Work instruction 1: Reproduce word for word the part of the libc++ code review thread between "Fri Sep 9 06:56:07" and "functors with SFINAE.", inclusive.
Work instruction 2: In the libc++ code review thread, which files does ldionne say the wrapper functors should be defined in instead?
Work instruction 3: Continue the libc++ code review thread from the point where it ends.

#### Exercise text ####

[libcxx-commits] [PATCH] D130695: [libc++][ranges]Refactor `copy{, _backward}` and `move{, _backward}`

Fri Sep 9 06:56:07 PDT 2022

ldionne added inline comments.

================
Comment at: libcxx/include/__algorithm/copy_move_common.h:54-87
+// Wrapper functors with SFINAE.
+
+struct __copy_trivial {
+  // At this point, the iterators have been unwrapped so any `contiguous_iterator` has been unwrapped to a pointer.
+  template <class _In, class _Out, __enable_if_t< is_trivially_assignable<_Out&, _In&>::value, int > = 0>
+  _LIBCPP_HIDE_FROM_ABI _LIBCPP_CONSTEXPR_SINCE_CXX14 pair<_In*, _Out*>
+  operator()(_In* __first, _In* __last, _Out* __result) const {
----------------
IMO those should be defined in `copy.h`, `move.h`, `copy_backward.h` and `move_backward.h` instead.

================
Comment at: libcxx/include/__algorithm/copy_move_common.h:34
+  const size_t __n = static_cast<size_t>(__last - __first);
+  std::memmove(__result, __first, __n * sizeof(_Out));
+
----------------
var-const wrote:
> philnik wrote:
> > var-const wrote:
> > > philnik wrote:
> > > > ldionne wrote:
> > > > > philnik wrote:
> > > > > > Why did you get rid of calling `__builtin_memmove` during constant evaluation?

#### Collected material ####

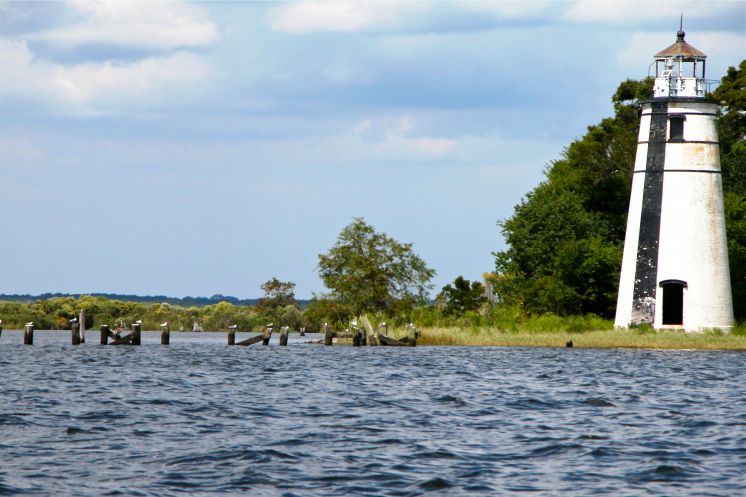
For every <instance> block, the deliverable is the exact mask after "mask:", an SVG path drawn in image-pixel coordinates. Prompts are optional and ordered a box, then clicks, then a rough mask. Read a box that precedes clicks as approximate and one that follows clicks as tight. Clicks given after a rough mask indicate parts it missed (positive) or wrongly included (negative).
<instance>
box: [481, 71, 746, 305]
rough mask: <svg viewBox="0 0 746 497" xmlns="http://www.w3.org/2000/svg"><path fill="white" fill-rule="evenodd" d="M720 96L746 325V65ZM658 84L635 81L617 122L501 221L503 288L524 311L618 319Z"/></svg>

####

Output 1:
Fri Sep 9 06:56:07 PDT 2022

ldionne added inline comments.

================
Comment at: libcxx/include/__algorithm/copy_move_common.h:54-87
+// Wrapper functors with SFINAE.

Output 2: In `copy.h`, `move.h`, `copy_backward.h` and `move_backward.h`.

Output 3:
> > > > > GCC didn't support it, which added a bunch of complexity. So now what we do instead is unwrap the iterators and use the loop version when we're inside constant evaluation. The performance during constant evaluation is less of a concern than performance at runtime.
> > > > AFAICT the only complexity added by GCC not supporting it is an extra `#ifndef _LIBCPP_COMPILER_GCC`. How does calling `__builtin_memmove` result in worse runtime performance? IMO we shouldn't massively pessimize constant evaluation performance for removing a few lines of code.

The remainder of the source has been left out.